What to do.
**1)** From the article on cutting energy costs below, copy out word for word the part that opens with the words containing "Load shifting refers" and closes with "to some estimates.".
**2)** Write the next few sentences of the article on cutting energy costs below, picking up after its final sentence.

Tried-And-True Methods for the C-Suite to Cut Energy Costs
In a world of diminishing resources, increasingly unpredictable supply chains, and global competition, energy management must become a board-level area of focus. However, HBR research indicates that energy is "often the largest inadequately monitored part of a company’s cost structure."
For many executives, the myriad of ways in which to enact energy savings are too varied and not succinct enough to be actionable. Here, we present four different tried-and-true methods for saving on energy expenditures.
Load shifting refers to shifting energy consumption to another time period, typically when power prices are lower or demand penalties can be avoided. Approximately 10 to 30 percent cost savings can be achieved this way, according to some estimates.
Likewise, shifting to off-times allows consumers to increase renewable energy generation (from either solar or wind plants) into their power mix. Load shifting can be easily achieved without any business disruption. This shift can be as simple as rescheduling operations activities, switching off unnecessary equipment, choosing on-site generation or using energy storage.
Load shifting can be developed into demand side response (also known as DR), which can generate revenue for the company. Demand response solutions cover anything from access to on-site generation to turning down power or heating and cooling systems for a few moments. In a 2015 report, the National Renewable Energy Laboratory estimated the value of demand response plans from the population of supermarkets in Colorado was $32.85 per kilowatt-year (kW-yr).
Clear understanding of critical business function is paramount for this to be effective, as power consumption needs to be categorized as critical, essential and non-essential. An experienced partner, like NRG, can help with this planning.
The potential for energy efficiency is immense in every sector, especially for commercial and industrial consumers, and reducing energy consumption can generate substantial savings on energy related costs.

Data provided.

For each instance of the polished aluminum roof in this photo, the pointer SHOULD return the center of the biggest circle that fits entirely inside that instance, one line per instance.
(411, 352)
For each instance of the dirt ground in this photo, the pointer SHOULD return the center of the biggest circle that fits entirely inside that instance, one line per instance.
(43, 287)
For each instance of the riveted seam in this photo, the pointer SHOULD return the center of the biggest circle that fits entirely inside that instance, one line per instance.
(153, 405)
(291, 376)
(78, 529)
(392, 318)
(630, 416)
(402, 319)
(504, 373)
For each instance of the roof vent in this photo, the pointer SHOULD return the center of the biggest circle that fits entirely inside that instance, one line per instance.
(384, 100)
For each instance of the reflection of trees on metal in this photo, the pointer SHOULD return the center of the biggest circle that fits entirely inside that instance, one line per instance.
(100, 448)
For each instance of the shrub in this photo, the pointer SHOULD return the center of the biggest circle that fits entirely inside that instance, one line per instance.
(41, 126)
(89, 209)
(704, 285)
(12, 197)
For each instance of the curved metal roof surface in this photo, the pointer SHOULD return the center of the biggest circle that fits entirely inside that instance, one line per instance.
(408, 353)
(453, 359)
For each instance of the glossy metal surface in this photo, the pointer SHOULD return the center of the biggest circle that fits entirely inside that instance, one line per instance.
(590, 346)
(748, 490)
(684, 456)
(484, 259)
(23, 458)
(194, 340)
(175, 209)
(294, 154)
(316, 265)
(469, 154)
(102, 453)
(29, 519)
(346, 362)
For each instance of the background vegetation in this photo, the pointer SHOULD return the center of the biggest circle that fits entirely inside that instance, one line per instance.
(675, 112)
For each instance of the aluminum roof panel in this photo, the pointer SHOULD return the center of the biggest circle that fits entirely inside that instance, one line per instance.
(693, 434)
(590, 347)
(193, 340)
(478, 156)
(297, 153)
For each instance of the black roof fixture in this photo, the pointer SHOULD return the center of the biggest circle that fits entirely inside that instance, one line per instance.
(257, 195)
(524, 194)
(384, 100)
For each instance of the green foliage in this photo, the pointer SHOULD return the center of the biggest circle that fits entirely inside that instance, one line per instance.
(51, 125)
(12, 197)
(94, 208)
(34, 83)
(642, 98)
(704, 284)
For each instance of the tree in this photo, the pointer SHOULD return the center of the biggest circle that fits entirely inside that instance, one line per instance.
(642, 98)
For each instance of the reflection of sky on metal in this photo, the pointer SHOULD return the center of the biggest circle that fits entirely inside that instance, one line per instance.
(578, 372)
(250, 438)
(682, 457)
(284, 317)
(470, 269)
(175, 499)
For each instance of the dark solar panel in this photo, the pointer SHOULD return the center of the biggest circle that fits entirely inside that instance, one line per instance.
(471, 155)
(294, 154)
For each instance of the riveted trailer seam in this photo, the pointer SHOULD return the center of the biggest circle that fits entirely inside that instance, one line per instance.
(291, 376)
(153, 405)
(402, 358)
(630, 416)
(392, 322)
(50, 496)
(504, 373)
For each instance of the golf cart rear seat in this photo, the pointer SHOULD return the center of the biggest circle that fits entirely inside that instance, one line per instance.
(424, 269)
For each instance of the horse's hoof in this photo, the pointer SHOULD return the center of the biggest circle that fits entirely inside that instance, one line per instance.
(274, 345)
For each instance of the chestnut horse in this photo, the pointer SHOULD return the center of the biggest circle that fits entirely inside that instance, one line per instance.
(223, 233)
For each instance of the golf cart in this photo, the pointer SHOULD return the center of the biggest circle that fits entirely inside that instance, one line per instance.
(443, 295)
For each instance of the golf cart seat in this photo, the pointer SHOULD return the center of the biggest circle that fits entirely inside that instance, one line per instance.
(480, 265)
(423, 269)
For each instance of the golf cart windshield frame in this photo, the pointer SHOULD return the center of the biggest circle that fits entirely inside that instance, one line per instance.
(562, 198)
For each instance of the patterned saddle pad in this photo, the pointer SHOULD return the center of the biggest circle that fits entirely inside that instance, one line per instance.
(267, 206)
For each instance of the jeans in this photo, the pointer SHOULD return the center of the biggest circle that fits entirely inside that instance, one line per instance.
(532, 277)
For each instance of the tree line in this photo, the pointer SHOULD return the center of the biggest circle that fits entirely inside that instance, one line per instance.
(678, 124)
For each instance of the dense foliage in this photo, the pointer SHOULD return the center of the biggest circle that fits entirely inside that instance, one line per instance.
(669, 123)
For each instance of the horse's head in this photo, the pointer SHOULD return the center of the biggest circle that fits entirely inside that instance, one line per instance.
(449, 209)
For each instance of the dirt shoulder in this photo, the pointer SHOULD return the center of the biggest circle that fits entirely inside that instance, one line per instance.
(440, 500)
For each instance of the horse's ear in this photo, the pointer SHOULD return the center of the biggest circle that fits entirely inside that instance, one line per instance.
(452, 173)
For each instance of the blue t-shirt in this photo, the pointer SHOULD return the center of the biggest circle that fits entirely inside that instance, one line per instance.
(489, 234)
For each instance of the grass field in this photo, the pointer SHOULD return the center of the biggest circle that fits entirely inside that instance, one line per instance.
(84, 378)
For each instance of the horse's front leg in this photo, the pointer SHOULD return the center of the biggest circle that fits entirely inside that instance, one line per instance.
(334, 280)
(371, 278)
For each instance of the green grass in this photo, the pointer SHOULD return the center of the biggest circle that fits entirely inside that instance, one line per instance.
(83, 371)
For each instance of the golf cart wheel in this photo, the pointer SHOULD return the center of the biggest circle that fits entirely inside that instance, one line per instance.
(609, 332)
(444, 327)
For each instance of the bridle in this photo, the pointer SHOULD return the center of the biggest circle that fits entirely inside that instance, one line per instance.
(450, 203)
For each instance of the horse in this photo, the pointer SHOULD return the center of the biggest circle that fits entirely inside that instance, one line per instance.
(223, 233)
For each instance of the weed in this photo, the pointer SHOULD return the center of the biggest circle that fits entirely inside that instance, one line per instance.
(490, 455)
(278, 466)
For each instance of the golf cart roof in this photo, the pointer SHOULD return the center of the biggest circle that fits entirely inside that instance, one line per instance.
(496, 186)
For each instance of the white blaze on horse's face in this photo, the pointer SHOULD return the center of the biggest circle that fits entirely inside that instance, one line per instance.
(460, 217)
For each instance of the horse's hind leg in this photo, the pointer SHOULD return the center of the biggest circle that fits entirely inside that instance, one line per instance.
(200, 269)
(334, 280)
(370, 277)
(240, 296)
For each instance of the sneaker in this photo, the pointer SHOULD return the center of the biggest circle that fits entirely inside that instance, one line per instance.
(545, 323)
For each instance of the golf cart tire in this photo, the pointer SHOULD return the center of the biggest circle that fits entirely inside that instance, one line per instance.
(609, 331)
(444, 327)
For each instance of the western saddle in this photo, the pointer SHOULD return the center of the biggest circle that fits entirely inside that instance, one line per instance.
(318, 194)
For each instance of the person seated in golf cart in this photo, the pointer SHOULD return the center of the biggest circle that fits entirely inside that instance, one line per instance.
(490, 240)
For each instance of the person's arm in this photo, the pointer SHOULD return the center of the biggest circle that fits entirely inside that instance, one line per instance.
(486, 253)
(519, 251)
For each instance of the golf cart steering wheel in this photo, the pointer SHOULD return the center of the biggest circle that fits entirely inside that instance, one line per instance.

Your responses.
**1)**
Load shifting refers to shifting energy consumption to another time period, typically when power prices are lower or demand penalties can be avoided. Approximately 10 to 30 percent cost savings can be achieved this way, according to some estimates.

**2)**
HBR found that oil refiner Valero, using fairly inexpensive energy meters and energy intelligence software to capture real-time data, found $120 million in energy savings over a single year of operation. General Mills introduced company-wide efficiency targets in 2005 working with the Department of Energy’s Better Plants Challenge. In one case, a monitoring program that identified leaking steam coils, a bad air flow sensor, and added a steam regulator cut the hourly cost of operating a device by well over half. Overall, the project in this one plant resulted in savings of more than $2.5 million per year.
On-site generation and renewables
The cost of building on-site generation, especially renewables, can be high in the short-term. It does, however, provide forward-looking potential benefits. The costs of renewable energy technologies has fallen rapidly, including everything from solar panels, wind turbines, biofuels, fuel cells, advanced batteries, LED lighting, and advanced metering systems.
Making any of these options work requires an in-depth understanding of where and how your operations, buildings and people consume energy. This means monitoring and gaining insight into energy usage and costs—something many organizations do not regularly do. But with expert partners and strategic, long-term leadership, you can develop energy projects that deliver financial, social and environmental ROI.